### Reading passage
+ + + + +

Tuesday, August 14, 2007

Form over (body) function


What happened to dandruff? Did I miss the "dandruff eradicated" e-mail?
I ask this because I realized we NEVER hear about it anymore. It seemed that not too long ago every other commercial was about the stuff. "Head and Shoulders" where did you go?
Did it merely go the way of "ring around the collar?" I mean a dirty shirt collar is caused by a dirty neck right?
Well, I am pleased to announce that Kansas City is home to equally macabre marketing on the body function front. I was minding my own business watching the local news, when a jolly jingle popped into my peripheral hearing.
Was it Disney World or the latest exquisite eating establishment you ask?
No, it was the following: (insert jaunty music here) “The midwest hemorrhoid treatment center” accompanied by smiling faces and waving nurses.
The spot continues (with said music): “3 out of 4 Americans: suffer with this problem…”
Erm, excuse me, way too much information.
Since when has anal-itch become a cause for celebration?
Holy %&$#.
Do the math; most of the people around you right now want to scratch their ass.
I think this is a cause enough to run these ads at 3 a.m. on C-SPAN.
I can see the poor creative team presenting a spot with smart, sensitive copy to the earnest client only to be met with “Yes, but I want it to be memorable with a happy jingle like Empire Carpets."
End jolly music.

But the insanity is not just a locally grown phenomenon.
What about the incredibly strange, smiling character Bob in the recent erectile-dysfunction campaign for Enzyte? Let’s face it, he looks completely insane. It might just be me, but I do not relish the thought of anyone this "out-of-their-gourd" walking the streets, brandishing an erection that lasts more than four hours.
I truly hope the creative team involved here: a) Have their head examined and b) Have their head examined for dandruff.

But I have a confession.

I too was once caught up in the insanity of body-function marketing.
I was asked by a fem-hygiene client to (squeamish readers should, at this point, move on to the fine article on HD production) create a "before and after" ad for yeast infections, complete with fully functioning casting sessions! I am not making this up.
Thankfully, common sense prevailed and we went with medical illustrations.
The account guy was so excited by the prospect that he summarily had the images turned into drink coasters.

Hopefully they’ll go nicely with his dandruff placemats.

+ + + + +

### Data for analysis
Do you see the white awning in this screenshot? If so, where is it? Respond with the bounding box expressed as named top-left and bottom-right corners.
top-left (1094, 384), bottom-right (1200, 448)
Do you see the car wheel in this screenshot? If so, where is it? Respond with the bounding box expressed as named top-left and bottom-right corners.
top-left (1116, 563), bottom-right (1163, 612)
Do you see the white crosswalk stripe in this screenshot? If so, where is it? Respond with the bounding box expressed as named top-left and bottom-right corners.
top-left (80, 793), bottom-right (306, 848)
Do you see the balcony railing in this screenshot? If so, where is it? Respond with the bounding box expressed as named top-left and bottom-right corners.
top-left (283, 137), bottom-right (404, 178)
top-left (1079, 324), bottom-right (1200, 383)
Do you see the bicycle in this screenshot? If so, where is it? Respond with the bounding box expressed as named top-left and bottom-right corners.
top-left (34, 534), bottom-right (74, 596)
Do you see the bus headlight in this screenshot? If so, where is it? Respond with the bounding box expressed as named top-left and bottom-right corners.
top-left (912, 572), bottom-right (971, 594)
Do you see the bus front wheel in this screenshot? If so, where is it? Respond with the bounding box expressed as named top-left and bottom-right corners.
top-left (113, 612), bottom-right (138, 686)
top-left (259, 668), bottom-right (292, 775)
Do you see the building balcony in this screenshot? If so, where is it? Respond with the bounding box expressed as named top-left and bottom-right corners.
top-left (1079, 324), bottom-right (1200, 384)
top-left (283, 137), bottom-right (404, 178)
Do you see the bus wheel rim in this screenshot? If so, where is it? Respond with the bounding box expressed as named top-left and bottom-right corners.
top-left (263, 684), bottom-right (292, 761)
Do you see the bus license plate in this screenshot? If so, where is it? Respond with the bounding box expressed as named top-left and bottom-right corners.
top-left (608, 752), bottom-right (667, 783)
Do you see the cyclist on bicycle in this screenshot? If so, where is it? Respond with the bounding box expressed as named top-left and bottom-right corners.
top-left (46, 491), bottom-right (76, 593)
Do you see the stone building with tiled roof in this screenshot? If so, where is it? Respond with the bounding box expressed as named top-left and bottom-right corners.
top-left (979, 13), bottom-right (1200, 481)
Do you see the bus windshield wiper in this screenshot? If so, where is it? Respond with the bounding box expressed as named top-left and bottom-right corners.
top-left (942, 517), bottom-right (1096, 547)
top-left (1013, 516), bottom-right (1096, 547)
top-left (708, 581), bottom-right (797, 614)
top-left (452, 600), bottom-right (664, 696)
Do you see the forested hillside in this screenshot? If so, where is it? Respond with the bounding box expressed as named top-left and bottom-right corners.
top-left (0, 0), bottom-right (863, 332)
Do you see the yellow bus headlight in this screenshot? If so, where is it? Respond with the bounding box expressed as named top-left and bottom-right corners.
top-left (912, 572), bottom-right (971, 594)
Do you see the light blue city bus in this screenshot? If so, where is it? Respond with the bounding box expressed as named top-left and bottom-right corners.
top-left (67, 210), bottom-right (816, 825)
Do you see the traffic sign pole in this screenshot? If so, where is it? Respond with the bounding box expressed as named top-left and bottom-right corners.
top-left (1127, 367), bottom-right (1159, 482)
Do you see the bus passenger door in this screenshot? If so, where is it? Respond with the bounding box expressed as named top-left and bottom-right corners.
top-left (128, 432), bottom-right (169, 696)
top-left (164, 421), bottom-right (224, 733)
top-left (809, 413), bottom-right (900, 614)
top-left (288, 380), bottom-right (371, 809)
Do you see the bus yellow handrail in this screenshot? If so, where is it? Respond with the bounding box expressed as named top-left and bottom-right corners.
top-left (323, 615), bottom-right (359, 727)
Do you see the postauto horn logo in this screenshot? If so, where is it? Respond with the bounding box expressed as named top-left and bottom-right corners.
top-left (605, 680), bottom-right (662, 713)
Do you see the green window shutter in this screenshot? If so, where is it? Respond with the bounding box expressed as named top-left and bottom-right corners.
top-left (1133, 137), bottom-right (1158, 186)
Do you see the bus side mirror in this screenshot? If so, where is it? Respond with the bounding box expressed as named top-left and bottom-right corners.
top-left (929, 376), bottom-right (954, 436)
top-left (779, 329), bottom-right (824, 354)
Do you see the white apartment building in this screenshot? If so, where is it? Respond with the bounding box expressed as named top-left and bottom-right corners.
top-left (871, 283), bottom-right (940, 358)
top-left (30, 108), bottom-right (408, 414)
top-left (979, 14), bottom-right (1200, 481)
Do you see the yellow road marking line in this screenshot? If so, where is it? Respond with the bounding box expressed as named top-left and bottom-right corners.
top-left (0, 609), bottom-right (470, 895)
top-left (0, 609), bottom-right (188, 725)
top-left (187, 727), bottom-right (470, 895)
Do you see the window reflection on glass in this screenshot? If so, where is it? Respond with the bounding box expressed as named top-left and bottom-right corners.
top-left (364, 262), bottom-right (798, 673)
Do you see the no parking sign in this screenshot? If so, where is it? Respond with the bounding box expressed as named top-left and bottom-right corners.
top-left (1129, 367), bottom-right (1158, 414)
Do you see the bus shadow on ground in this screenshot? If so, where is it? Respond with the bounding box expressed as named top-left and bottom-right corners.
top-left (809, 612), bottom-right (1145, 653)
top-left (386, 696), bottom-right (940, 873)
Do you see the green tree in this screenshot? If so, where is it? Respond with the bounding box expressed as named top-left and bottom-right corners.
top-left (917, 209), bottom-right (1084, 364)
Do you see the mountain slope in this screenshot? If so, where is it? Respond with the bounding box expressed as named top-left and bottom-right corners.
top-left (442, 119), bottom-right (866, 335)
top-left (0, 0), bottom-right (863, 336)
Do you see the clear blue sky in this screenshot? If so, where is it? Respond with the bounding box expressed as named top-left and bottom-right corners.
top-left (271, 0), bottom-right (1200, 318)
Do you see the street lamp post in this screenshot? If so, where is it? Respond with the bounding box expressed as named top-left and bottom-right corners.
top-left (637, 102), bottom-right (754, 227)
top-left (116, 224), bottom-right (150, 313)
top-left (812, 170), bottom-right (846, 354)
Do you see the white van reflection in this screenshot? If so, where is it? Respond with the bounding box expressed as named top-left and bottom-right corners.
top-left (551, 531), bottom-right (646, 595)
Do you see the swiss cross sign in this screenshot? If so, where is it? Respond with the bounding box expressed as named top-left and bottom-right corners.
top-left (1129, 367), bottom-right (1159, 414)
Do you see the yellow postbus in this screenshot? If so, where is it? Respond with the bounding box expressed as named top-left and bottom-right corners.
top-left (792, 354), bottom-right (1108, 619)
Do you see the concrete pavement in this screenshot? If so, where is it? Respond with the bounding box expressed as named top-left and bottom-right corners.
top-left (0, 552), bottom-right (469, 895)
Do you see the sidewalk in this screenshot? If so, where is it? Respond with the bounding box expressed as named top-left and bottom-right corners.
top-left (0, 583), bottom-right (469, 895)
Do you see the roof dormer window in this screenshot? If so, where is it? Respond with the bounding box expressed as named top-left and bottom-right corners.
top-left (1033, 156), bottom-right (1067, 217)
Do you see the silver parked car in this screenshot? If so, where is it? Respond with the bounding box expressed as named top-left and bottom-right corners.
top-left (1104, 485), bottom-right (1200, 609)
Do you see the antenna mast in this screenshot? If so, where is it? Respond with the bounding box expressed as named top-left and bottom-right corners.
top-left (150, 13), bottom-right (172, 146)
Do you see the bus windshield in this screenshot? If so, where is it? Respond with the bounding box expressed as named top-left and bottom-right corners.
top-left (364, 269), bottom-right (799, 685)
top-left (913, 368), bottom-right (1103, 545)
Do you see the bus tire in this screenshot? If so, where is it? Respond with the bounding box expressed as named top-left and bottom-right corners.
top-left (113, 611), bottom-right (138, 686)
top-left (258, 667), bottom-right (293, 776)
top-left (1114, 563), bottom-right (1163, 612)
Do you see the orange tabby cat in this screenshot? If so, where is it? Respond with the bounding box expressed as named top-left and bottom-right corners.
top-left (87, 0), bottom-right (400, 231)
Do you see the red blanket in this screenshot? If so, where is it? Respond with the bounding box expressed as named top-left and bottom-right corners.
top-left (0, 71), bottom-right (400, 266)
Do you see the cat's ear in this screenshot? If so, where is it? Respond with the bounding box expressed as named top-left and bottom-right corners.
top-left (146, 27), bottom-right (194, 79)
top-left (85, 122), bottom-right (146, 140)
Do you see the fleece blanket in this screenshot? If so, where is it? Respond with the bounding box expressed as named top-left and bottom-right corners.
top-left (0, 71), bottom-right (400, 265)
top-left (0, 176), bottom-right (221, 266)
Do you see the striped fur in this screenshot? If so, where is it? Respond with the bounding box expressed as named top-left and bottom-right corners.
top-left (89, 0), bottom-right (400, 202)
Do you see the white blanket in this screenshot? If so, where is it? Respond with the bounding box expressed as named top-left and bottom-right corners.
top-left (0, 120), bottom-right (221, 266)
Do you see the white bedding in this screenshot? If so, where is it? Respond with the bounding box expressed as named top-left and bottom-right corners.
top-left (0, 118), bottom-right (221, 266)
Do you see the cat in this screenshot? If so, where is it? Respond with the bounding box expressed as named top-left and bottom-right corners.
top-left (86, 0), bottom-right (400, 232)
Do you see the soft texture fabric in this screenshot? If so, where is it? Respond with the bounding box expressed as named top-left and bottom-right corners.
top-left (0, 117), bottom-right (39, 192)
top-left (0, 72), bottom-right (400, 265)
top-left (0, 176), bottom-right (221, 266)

+ + + + +

### Work task 1
List the medical conditions that the blog post names as subjects of advertising.
### Work task 2
Duplicate everything in the blog post from "I too was once" down to "into drink coasters.".
The listing has no connection to the blog post.

### Exercise response 1
- Dandruff
- Hemorrhoids
- Erectile dysfunction
- Yeast infections

### Exercise response 2
I too was once caught up in the insanity of body-function marketing.
I was asked by a fem-hygiene client to (squeamish readers should, at this point, move on to the fine article on HD production) create a "before and after" ad for yeast infections, complete with fully functioning casting sessions! I am not making this up.
Thankfully, common sense prevailed and we went with medical illustrations.
The account guy was so excited by the prospect that he summarily had the images turned into drink coasters.